TASK TO COMPLETE: Continue the excerpt on the CABG and AMI bundled payment programs from where it stops.

--- PAGE EXTRACT ---

Even non-participating providers are going to be paying attention to how the CABG and AMI bundled payment programs roll out, because the expectation is that these will ultimately roll out nationally, he says.
“The whole point of [bundled payment] programs is to drive increased scrutiny on the disposition of the payment, and making sure … that the destination of discharge is the most clinically appropriate,” says Fontana. For example, providers will need to look more critically at whether they need to discharge a patient to a skilled nursing facility if a home-health provider can deliver all of that patient’s clinical care.
For participants and non-participants in the new bundled care programs, data analysis is really key, he says. “This insight will enable providers to determine their highest cost drivers—whether that’s with skilled nursing facilities or home health—and then use that as a starting point to determine what resources are used in these bundles of care.”
Still, one key difference between participants and non-participants, says Fontana, is that participants will receive data on their performance from CMS on a quarterly basis. Nonparticipants will need to develop their own analyses to understand the resources their patients are using in these episodes of care. He expects that any aggregated data and learnings provided by CMS will be “gobbled up” by providers.

--- DATASET CONTENT ---

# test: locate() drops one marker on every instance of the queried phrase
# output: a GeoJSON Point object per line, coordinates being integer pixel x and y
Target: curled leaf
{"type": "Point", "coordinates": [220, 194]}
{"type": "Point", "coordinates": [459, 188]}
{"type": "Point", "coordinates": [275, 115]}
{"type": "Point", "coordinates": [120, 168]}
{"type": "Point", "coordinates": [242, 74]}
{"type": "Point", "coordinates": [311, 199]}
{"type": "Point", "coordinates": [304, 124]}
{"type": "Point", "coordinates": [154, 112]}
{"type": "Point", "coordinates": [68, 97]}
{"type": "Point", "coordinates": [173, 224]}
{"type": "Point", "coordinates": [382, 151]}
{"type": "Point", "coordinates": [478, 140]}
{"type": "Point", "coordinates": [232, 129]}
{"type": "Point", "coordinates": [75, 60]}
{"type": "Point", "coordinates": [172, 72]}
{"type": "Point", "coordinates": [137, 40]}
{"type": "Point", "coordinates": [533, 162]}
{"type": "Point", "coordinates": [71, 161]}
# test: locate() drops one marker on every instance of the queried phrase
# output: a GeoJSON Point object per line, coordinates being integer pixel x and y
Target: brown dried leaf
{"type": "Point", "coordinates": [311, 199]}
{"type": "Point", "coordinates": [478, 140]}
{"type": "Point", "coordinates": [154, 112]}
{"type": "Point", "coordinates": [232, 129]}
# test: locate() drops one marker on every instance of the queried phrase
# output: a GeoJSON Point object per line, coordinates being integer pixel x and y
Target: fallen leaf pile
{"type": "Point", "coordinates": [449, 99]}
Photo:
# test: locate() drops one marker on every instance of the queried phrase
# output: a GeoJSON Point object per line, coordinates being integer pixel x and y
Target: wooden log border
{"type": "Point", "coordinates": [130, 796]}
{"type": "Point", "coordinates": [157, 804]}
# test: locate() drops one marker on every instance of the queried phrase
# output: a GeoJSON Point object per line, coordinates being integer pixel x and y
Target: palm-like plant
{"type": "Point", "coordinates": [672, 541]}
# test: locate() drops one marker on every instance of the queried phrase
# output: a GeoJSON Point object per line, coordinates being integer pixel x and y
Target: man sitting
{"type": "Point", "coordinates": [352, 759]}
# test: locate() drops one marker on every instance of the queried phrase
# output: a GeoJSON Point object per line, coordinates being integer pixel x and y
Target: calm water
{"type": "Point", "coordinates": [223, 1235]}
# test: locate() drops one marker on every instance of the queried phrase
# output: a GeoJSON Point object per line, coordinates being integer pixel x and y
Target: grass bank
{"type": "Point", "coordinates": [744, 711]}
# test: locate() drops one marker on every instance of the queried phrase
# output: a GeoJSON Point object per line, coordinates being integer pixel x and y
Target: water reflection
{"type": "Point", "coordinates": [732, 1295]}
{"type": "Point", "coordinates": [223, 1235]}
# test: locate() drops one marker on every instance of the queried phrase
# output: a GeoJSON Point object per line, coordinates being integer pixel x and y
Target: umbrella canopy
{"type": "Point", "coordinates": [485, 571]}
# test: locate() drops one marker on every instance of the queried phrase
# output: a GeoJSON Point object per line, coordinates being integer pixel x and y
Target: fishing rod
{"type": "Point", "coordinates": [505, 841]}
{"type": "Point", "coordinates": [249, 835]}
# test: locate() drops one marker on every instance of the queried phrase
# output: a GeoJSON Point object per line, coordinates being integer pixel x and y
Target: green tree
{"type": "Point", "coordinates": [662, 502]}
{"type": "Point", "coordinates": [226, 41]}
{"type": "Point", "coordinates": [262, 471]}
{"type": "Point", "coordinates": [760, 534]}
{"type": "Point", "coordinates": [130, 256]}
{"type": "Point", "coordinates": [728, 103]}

---

RESPONSE AREA:
Two-midnight rule
CMS recently dropped inpatient pay cuts associated with the “two-midnight rule.” The rule stated that inpatient admissions would generally be payable under Part A if the admitting practitioner expected the patient to require a hospital stay that crossed two midnights and the medical record supported that reasonable expectation. It also stated that Medicare Part A payment was generally not appropriate for hospital stays expected to last less than two midnights.
In fiscal 2014, in response to rising Medicare Part A costs associated with the “two-midnight rule,” CMS initiated a .2% payment reduction for inpatient services. In fiscal 2017, hospitals will see a temporary increase of 0.6% in payments from CMS. This is CMS’ attempt to address the reductions of the last three years.
The two-midnight rule had a huge impact on providers because when patients were admitted to the hospital as “observation admissions,” the documentation required to shift a patient to inpatient status (when deemed necessary by the provider) was unwieldy, says Linde Wilson, managing director of healthcare deal strategy at PwC. For example, a patient would show up at the hospital with chest pain, and that patient would automatically become an observation admission. If the patient was there for two days, and the doctor needed the patient to stay for one more day, it was difficult to justify an inpatient bed that the patient would then have to leave because of the two-midnight rule.
Since October 1, 2016, when CMS stopped imposing an inpatient payment cut to hospitals under the two-midnight rule, observations have increased significantly, says Wilson.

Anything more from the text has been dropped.